━━━━━ Text passage ━━━━━

Excerpts from the interview.
Why is Indian agriculture, despite years of government interventions, still ‘economically not viable'?
Forget the economics of it for a moment and think — however successful in service sector (such as ITES/BPO/telecom) we may be, how much ever the foreign exchange we may earn from other sectors, we cannot ‘eat' currency notes. Food, shelter and clothing, time and again, are something which any growing economy cannot do without. Of these, the only sector which is perennially going to be in short supply is FOOD – for the simple reason, people are quitting agriculture and moving to cities, cultivable land is shrinking, productivity is getting lower owing to overusage of chemicals and most importantly, the youth of this nation do not fancy an agri-career !
Most importantly, we don't have valid data to predict this industry correctly. Farmers don't pay taxes. Almost all transactions are in cash. Most investments are through government grants to aid agencies. As it has always been seen as a ‘social obligation', we have not given it due recognition as an industry – even after thousands of years and still being the primary breadwinner for an overwhelming majority of our people. On the importance of management in agriculture industry.
It is said, “Agriculture is a very risky business.” Can you name one industry which is devoid of risk? Typically ‘high risk implies high return.' But how come agriculture has become, or is perceived to be, ‘high-risk, low-return' venture?
It is true that the farmer has all the chips loaded against him. If it rains too much, his crops get washed out. If it is too little, the crops have drought impact. Even if the wind is too harsh, some crops break the stems. With more risks such as pests, price fluctuations, political unrest and so on, you have the perfect ingredient for a near disaster. In fact, one is surprised how, in spite of all this, we are actually able to get food on our plates every day.

━━━━━ Entries supplied ━━━━━

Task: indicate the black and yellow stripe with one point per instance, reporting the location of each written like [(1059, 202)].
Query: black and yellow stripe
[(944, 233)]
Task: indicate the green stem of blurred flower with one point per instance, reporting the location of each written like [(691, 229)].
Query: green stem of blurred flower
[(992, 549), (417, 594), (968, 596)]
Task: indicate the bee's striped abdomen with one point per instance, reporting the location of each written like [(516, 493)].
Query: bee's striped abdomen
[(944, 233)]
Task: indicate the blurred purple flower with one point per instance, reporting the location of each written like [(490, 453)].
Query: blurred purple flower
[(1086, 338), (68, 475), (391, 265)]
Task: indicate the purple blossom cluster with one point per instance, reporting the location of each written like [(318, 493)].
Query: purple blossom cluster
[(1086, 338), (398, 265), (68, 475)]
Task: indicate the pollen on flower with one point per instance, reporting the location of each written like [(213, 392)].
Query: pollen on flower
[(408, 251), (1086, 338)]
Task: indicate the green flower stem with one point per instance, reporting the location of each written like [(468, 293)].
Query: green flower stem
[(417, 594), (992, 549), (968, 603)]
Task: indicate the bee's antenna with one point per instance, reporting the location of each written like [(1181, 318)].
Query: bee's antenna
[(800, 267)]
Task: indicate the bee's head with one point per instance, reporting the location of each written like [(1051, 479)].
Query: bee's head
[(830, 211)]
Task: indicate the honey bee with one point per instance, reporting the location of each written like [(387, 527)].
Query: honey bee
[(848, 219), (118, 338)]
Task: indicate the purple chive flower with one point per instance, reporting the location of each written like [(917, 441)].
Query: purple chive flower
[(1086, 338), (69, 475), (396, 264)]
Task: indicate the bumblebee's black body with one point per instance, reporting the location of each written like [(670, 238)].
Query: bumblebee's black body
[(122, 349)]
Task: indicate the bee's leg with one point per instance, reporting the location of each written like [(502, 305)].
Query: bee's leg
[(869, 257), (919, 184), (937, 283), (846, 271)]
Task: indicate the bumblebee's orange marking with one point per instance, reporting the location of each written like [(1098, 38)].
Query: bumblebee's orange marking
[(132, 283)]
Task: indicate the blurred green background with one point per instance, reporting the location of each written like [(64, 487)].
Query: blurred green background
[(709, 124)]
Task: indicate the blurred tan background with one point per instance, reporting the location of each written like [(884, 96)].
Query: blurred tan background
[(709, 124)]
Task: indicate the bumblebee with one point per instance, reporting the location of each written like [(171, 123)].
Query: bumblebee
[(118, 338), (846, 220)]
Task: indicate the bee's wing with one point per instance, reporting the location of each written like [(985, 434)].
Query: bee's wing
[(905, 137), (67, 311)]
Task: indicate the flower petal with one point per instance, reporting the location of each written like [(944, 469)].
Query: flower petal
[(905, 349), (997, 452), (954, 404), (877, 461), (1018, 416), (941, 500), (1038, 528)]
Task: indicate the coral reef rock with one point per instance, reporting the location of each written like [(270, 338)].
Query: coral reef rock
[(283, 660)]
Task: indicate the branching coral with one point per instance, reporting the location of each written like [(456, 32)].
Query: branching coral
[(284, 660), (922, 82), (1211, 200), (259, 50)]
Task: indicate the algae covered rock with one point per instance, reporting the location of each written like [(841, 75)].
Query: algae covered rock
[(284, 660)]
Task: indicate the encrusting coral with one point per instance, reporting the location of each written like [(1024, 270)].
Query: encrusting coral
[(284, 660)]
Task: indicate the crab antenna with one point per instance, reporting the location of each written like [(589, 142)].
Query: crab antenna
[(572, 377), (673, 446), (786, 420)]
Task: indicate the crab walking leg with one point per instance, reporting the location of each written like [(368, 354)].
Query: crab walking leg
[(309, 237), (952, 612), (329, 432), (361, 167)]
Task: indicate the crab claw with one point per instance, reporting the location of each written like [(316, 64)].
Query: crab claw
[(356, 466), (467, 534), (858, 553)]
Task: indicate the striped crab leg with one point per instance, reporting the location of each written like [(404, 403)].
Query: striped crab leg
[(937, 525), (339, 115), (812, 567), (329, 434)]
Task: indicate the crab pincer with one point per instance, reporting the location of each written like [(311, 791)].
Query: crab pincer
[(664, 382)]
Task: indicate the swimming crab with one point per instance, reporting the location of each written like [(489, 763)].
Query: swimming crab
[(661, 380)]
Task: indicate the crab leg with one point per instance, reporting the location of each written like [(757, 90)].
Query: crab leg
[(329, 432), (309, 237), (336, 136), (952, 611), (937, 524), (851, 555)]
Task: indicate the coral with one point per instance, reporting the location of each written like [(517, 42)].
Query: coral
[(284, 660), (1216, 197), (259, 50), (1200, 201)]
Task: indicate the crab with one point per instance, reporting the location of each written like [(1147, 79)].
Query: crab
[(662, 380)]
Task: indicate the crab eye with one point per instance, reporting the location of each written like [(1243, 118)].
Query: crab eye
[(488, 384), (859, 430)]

━━━━━

• Task requirements
A) Repeat word for word everything in the interview on Indian agriculture from "It is true that" down to "plates every day.".
B) Write the next part of the interview on Indian agriculture, starting after its last sentence.
These records were taken from a separate source.

• Answers to the tasks
A)
It is true that the farmer has all the chips loaded against him. If it rains too much, his crops get washed out. If it is too little, the crops have drought impact. Even if the wind is too harsh, some crops break the stems. With more risks such as pests, price fluctuations, political unrest and so on, you have the perfect ingredient for a near disaster. In fact, one is surprised how, in spite of all this, we are actually able to get food on our plates every day.

B)
But risks and unpredictability are there in any industry – even the Tatas had to move their dream project overnight. Lehman Brothers – the financial advisors to Fortune 100 firms – collapsed over a week-end. Satyam, hailed as corporate governance poster-child, failed to live up to its ‘truthful' name. Compared to such ‘man-made' disasters, the agri economy endures mostly the ‘god-made' ones which, however, with modern weather prediction satellites, are far more predictable.
Risks need to be ‘managed.' Issues need to be planned for and mitigated. These typically are where managers step in. In ‘organised' industries, most of these management tasks are individually handled by professionals with various complementary skills – marketing, sales, technology, corporate strategy, and finance. Ironically, in the agri sector, a rather Utopian concept has prevailed – that a farmer can do all these tasks himself, ‘from farm to fork,' and thus has the silver bullet to help him earn more money. In sum, farmers need assistance in planning cultivation, marketing produce, managing finances, but have no one to help. The agri institutions and NGOs have only assisted cultivation, and aren't competent to handle management-related tasks.
As agri industry is still primarily driven by subsidies, don't these skew all financial indicators of growth and success? Can farmers do without subsidies?
A common assertion is, “Agriculture survives on subsidies, hence the returns and profits are often notional.” True. All industries need some subsidy to start off, but once they stabilise and scale, the Government has been able to withdraw the sops. Even the IT industry needed tax-free status, infrastructure support through special zones, to jump-start.
But in the case of agriculture, the subsidy dependency has become extremely high. What is causing worry is that in spite of such high aid, this industry has not shown sufficient improvement, creating a vicious cycle of waivers and grants to stem the losses.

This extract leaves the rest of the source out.